━━━━━ DATA ENTRIES ━━━━━
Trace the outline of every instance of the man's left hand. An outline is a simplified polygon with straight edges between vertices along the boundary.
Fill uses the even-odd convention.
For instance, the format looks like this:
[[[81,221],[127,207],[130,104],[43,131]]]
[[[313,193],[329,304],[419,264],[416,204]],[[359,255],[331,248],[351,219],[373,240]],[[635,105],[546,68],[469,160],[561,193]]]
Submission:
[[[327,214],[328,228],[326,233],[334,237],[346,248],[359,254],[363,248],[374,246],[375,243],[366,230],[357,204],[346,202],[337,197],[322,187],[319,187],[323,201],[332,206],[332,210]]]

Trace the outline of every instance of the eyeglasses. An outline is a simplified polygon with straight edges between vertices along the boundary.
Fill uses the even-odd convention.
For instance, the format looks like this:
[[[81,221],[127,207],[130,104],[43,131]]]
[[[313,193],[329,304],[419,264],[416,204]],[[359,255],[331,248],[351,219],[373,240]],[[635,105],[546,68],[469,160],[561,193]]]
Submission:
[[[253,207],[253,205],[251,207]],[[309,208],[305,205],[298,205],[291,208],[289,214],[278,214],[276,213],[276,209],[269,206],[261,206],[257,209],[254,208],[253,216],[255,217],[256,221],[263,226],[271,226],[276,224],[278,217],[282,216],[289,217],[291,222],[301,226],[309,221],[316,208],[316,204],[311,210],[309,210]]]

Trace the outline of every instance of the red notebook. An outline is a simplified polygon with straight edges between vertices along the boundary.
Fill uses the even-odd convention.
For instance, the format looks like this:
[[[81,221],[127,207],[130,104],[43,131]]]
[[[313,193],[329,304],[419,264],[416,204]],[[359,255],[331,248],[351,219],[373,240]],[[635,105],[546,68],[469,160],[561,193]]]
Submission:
━━━━━
WRITTEN TASK = Format every line of the records above as a JSON list of strings, one string per line, leaving out blank lines.

ANSWER TO THE TASK =
[
  "Trace the outline of every instance of the man's left hand. An outline is a simplified polygon with straight edges between vertices along the boundary.",
  "Fill uses the even-odd convention.",
  "For instance, the format looks like this:",
  "[[[81,221],[127,207],[130,104],[43,131]]]",
  "[[[313,193],[329,304],[419,264],[416,204]],[[359,255],[331,248],[351,219],[373,240]],[[635,105],[546,68],[469,160],[561,193]]]",
  "Submission:",
  "[[[327,214],[328,228],[326,233],[334,237],[346,248],[359,254],[363,248],[374,246],[375,243],[366,230],[357,204],[346,202],[337,197],[322,187],[319,187],[323,201],[332,206],[332,210]]]",
  "Trace the outline of every instance of the eyeglasses. An outline is a simplified polygon with straight edges between vertices along the boundary.",
  "Fill uses the even-odd convention.",
  "For instance, the format looks like this:",
  "[[[81,221],[127,207],[130,104],[43,131]]]",
  "[[[313,193],[329,304],[419,264],[416,204]],[[359,255],[331,248],[351,219],[373,240]],[[635,105],[546,68],[469,160],[561,193]]]",
  "Submission:",
  "[[[253,207],[253,205],[251,207]],[[309,208],[305,205],[298,205],[291,208],[289,214],[278,214],[276,213],[276,209],[269,206],[261,206],[257,209],[254,208],[253,216],[255,217],[256,221],[263,226],[271,226],[276,224],[278,217],[282,216],[289,217],[291,222],[301,226],[309,221],[316,208],[316,204],[311,210],[309,210]]]",
  "Trace the outline of every instance of the red notebook. An outline is a simplified polygon with straight edges between vertices along the boundary.",
  "Fill uses the even-odd convention.",
  "For instance, the format looks like this:",
  "[[[81,221],[127,207],[130,104],[43,131]]]",
  "[[[313,193],[329,304],[419,264],[416,204]],[[359,255],[331,248],[351,219],[373,240]],[[635,105],[546,68],[469,160],[561,193]]]",
  "Submission:"
]